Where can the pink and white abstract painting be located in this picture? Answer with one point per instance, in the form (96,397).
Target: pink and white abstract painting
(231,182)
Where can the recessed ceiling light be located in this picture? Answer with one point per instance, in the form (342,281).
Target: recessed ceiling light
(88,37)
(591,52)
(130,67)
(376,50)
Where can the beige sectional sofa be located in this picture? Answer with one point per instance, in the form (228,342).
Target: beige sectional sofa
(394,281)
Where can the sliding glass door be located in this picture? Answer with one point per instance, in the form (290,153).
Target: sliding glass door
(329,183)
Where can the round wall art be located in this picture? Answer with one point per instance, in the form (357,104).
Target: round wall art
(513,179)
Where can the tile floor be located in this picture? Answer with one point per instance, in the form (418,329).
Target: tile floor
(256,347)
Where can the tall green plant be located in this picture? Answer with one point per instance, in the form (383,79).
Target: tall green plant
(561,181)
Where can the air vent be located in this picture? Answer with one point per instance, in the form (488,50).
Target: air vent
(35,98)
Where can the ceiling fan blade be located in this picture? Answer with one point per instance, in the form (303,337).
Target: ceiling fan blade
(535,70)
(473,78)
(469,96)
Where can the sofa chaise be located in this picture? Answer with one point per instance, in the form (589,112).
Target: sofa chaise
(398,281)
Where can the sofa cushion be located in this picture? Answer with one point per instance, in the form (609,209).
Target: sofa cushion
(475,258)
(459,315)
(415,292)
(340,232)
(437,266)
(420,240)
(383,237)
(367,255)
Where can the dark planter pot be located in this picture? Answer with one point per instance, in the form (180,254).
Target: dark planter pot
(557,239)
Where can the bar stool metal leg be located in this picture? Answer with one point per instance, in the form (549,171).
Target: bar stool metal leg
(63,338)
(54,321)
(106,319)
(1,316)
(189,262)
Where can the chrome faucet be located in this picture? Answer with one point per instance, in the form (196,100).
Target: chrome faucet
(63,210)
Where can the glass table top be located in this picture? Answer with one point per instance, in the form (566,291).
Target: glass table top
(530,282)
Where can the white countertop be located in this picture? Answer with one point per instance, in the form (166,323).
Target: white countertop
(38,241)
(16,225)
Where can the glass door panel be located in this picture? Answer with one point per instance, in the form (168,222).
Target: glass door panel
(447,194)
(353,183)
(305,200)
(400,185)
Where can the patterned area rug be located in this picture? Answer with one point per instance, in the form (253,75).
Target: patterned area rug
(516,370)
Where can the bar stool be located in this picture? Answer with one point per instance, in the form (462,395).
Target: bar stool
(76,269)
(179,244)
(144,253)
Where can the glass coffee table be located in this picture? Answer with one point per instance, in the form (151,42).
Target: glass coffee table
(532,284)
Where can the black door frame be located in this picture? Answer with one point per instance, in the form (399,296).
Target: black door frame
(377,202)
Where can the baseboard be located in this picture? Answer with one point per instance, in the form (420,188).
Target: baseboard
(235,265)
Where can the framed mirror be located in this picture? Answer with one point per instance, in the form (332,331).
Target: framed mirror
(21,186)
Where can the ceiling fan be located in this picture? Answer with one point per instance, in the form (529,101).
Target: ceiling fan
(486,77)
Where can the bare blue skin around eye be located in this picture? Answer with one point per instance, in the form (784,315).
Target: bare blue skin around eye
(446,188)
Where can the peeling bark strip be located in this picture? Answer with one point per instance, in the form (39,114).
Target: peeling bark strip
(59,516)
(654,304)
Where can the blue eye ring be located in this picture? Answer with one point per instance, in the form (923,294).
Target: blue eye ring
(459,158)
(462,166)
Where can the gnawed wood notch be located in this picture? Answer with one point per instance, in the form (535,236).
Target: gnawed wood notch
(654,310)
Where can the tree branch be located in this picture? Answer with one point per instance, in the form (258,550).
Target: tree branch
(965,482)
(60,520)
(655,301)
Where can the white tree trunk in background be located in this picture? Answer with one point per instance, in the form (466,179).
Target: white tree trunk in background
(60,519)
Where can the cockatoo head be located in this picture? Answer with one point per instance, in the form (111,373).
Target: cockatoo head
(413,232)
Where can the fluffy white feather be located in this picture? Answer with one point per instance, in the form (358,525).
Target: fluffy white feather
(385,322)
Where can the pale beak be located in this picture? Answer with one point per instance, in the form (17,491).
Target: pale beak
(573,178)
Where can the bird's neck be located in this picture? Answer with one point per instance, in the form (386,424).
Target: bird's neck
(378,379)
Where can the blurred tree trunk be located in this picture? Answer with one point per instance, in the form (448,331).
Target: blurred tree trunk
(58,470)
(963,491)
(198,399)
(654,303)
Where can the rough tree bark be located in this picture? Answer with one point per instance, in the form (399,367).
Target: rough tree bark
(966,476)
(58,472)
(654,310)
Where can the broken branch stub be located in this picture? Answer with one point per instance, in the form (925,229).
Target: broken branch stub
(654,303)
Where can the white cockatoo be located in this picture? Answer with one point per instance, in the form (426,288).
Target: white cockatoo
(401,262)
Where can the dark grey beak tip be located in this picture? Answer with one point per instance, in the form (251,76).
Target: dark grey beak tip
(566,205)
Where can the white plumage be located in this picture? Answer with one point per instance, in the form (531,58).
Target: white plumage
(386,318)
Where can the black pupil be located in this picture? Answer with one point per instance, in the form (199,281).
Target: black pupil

Set exercise: Output every line of the rows above as a numbered list, omitting any blank lines.

Completed exercise:
1. Where can the pink and white abstract painting be located in this picture? Answer with one point per instance, in the form (96,397).
2. Target: pink and white abstract painting
3. (231,182)
4. Where can the recessed ceiling light be located in this picture? Answer with one point per instance, in the form (342,281).
5. Target: recessed ceiling light
6. (88,37)
7. (591,52)
8. (130,67)
9. (376,50)
10. Where can the beige sectional sofa be located in this picture? Answer with one point per instance, in the form (228,342).
11. Target: beige sectional sofa
12. (394,281)
13. Where can the sliding glass door be located in this picture? Answer with one point per instance, in the form (290,153).
14. Target: sliding glass door
15. (329,183)
16. Where can the round wall art be located in this picture? Answer with one point per instance, in the form (357,104).
17. Target: round wall art
18. (513,179)
19. Where can the tile floor be located in this picture? Answer with one point per instance, in the form (418,329).
20. Target: tile floor
21. (256,347)
22. Where can the tall green plant be located in this picture? Answer with one point per instance, in the form (383,79).
23. Target: tall green plant
24. (561,181)
25. Where can the air vent be located in this picture? Answer with one point per instance, in the form (488,50).
26. Target: air vent
27. (35,98)
28. Where can the ceiling fan blade be located in this picture? Answer with one point per instance, in the form (303,337).
29. Target: ceiling fan blade
30. (535,70)
31. (473,78)
32. (469,96)
33. Where can the sofa chaise be located in this picture? Answer with one point per instance, in the form (589,112).
34. Target: sofa chaise
35. (398,281)
36. Where can the sofa cushion be located in this picture? Answer with one point per instance, in the form (609,209).
37. Target: sofa cushion
38. (475,258)
39. (459,315)
40. (415,292)
41. (340,232)
42. (437,266)
43. (420,240)
44. (383,237)
45. (367,255)
46. Where can the dark planter pot be located in this picture? Answer with one point per instance, in the form (180,254).
47. Target: dark planter pot
48. (557,239)
49. Where can the bar stool metal leg be located in this picture? Answer with one point per instance, in the form (549,171).
50. Target: bar stool metal leg
51. (63,338)
52. (54,321)
53. (106,319)
54. (1,316)
55. (189,262)
56. Where can the chrome faucet be located in this picture? Answer with one point per instance, in the form (196,100).
57. Target: chrome faucet
58. (63,210)
59. Where can the glass table top be located in this picture? Answer with one point per instance, in the form (566,291).
60. Target: glass table top
61. (530,282)
62. Where can the white countertop be located in this picture? Answer with one point per instance, in the form (166,323).
63. Target: white countertop
64. (38,241)
65. (16,225)
66. Where can the glass door panel be located in this picture? Answer with one point per instance, in the form (168,222).
67. Target: glass door panel
68. (447,194)
69. (353,183)
70. (305,200)
71. (400,185)
72. Where can the patterned area rug be located in this picture? Answer with one point per instance, in the form (253,75).
73. Target: patterned area rug
74. (516,370)
75. Where can the bar stool be located in this picture? Answer with one point per instance, in the form (462,395).
76. Target: bar stool
77. (76,269)
78. (179,244)
79. (144,253)
80. Where can the glass coffee table be located in this picture? Answer with one point per instance, in the form (151,42).
81. Target: glass coffee table
82. (532,284)
83. Where can the black door frame be located in this picture? Answer with one point per instance, in the form (399,296).
84. Target: black door frame
85. (377,202)
86. Where can the baseboard be located in this picture? Answer with one point per instance, in the form (420,188).
87. Target: baseboard
88. (235,265)
89. Where can the framed mirror be located in this picture? Answer with one point per instance, in the form (332,331).
90. Target: framed mirror
91. (21,186)
92. Where can the ceiling fan be located in this picture? Answer with one point per instance, in the form (529,101).
93. Target: ceiling fan
94. (486,77)
95. Where can the bare blue skin around eye be located in this picture? Answer with one point per instance, in the form (784,315).
96. Target: bare blue skin around eye
97. (446,188)
98. Where can the peeling bark strip be located in this picture? Answer with one point per instance, in the form (39,114).
99. Target: peeling bark strip
100. (59,516)
101. (654,304)
102. Where can the blue eye ring be located in this picture? Answer with one point per instance, in the form (923,294).
103. Target: blue eye ring
104. (459,158)
105. (462,166)
106. Where can the gnawed wood notch be located in this picture? Answer with one point per instance, in the form (535,236).
107. Target: gnawed wood notch
108. (654,310)
109. Where can the tree branch be located in this picture? Answer with one point per instance, in the form (258,550).
110. Target: tree branch
111. (965,482)
112. (60,520)
113. (655,301)
114. Where can the white tree trunk in background be located in this picture? Answer with one point per instance, in the form (466,179).
115. Target: white tree trunk in background
116. (60,519)
117. Where can the cockatoo head be located in this picture? Answer with one point per instance, in the form (111,373).
118. Target: cockatoo head
119. (413,232)
120. Where can the fluffy white feather be located in this picture? Answer with one point per instance, in the form (358,525).
121. Target: fluffy white feather
122. (385,322)
123. Where can the pale beak be located in this picture? Answer with one point per instance, in the form (17,491).
124. Target: pale beak
125. (573,178)
126. Where can the bird's neck be located in this picture? Answer with one point per instance, in the form (386,424).
127. Target: bird's neck
128. (378,379)
129. Where can the blurred tree trunk be located in this picture? Answer with one point per instance, in the form (448,331).
130. Target: blurred tree trunk
131. (58,470)
132. (963,491)
133. (198,399)
134. (654,303)
135. Where can the rough tree bark be located in this picture? Answer with one point per instance, in the form (399,367).
136. Target: rough tree bark
137. (966,476)
138. (58,472)
139. (654,310)
140. Where can the broken branch stub be located in this picture? Answer with one point per instance, in the form (925,229).
141. Target: broken branch stub
142. (654,303)
143. Where can the white cockatoo be located in this picture? Answer with one point per instance, in the form (426,288).
144. Target: white cockatoo
145. (401,262)
146. Where can the dark grey beak tip be located in this picture? Answer with one point per instance, in the form (251,76).
147. Target: dark grey beak tip
148. (566,205)
149. Where can the white plumage be located in this picture? Answer with one point per instance, in the form (531,58).
150. Target: white plumage
151. (386,318)
152. Where can the black pupil be located in this picture? Answer with one point per instance, in the form (199,281).
153. Target: black pupil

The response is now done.